> _Records shown_:

====

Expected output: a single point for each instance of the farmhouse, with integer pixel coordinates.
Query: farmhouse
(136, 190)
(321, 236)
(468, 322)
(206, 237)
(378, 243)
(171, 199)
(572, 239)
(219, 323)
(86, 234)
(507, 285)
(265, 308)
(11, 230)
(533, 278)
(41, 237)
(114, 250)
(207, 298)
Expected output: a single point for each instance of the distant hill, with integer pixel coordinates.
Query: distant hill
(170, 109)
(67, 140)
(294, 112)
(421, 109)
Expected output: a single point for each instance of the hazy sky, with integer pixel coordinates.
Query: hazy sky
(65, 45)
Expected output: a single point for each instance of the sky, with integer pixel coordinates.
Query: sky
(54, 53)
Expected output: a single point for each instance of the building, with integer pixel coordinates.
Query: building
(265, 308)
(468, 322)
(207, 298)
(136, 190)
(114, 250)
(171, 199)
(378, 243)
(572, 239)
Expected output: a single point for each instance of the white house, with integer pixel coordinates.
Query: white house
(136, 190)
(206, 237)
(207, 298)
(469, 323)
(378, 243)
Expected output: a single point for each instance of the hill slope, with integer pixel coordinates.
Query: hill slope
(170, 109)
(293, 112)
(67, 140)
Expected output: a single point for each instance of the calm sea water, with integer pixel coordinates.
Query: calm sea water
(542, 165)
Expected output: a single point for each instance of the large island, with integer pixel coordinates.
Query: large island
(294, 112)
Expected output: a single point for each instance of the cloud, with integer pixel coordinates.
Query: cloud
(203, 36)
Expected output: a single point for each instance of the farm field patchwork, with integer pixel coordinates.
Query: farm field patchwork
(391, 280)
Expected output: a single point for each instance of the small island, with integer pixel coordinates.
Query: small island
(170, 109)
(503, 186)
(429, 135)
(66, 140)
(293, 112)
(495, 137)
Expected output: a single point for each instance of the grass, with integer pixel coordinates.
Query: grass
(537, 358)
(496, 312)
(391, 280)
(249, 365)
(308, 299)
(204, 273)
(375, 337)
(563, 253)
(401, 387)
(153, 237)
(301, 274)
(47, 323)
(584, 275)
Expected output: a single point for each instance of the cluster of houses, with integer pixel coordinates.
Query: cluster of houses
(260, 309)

====

Return the listing. Match it exactly.

> _Exercise output_:
Expected output: a single point for each instance of the farmhouse, with integer pixel coordinates.
Query: farmhouse
(136, 190)
(321, 236)
(468, 322)
(206, 237)
(378, 243)
(171, 199)
(572, 239)
(219, 323)
(86, 234)
(507, 285)
(265, 308)
(11, 230)
(533, 278)
(41, 237)
(114, 250)
(207, 298)
Expected output: a single point for each instance of the distant hill, with integer pixel coordinates.
Query: distant hill
(170, 109)
(67, 140)
(294, 112)
(421, 109)
Expected output: a single point for each instance of the hazy sky, with integer pixel coordinates.
Query: hazy sky
(65, 45)
Expected output: a single point for each instance of the sky, with integer pixel coordinates.
Query: sky
(54, 53)
Expected output: a single point for each instance of the building, with integer pixel coordinates.
Query: building
(265, 308)
(468, 322)
(207, 298)
(136, 190)
(114, 250)
(171, 199)
(378, 243)
(572, 239)
Expected output: a single point for each instance of the white house, with integer pixel coordinates.
Query: white house
(136, 190)
(206, 237)
(207, 298)
(469, 323)
(378, 243)
Expected output: a single point for each instance of the hill slope, with integer pixel coordinates.
Query: hill slope
(170, 109)
(293, 112)
(67, 140)
Expected output: a single point for each instance of the calm sea water, with integer pixel coordinates.
Query: calm sea water
(542, 165)
Expected output: a single point for each instance of the large island, with integer pixel coordinates.
Query: large island
(294, 112)
Expected output: a single point for each instance of the cloud, with integer pixel coordinates.
Query: cloud
(203, 36)
Expected output: a single point for each instance of the farm field patchwork, with integer pixel coordinates.
Query: farm field patchwork
(391, 280)
Expected output: a single point for each instance of the small island, with integer pixel coordinates.
Query: small island
(170, 109)
(503, 186)
(429, 135)
(66, 140)
(293, 112)
(495, 137)
Expected output: a single point for each instance of the grass, with integer pixel coordinates.
Query: grass
(537, 358)
(496, 312)
(391, 280)
(249, 365)
(308, 299)
(204, 273)
(375, 337)
(563, 253)
(401, 387)
(153, 237)
(301, 274)
(47, 323)
(584, 275)
Expected output: a single point for each instance of the cluster of houses, with integer pixel coordinates.
Query: cluster of houses
(260, 309)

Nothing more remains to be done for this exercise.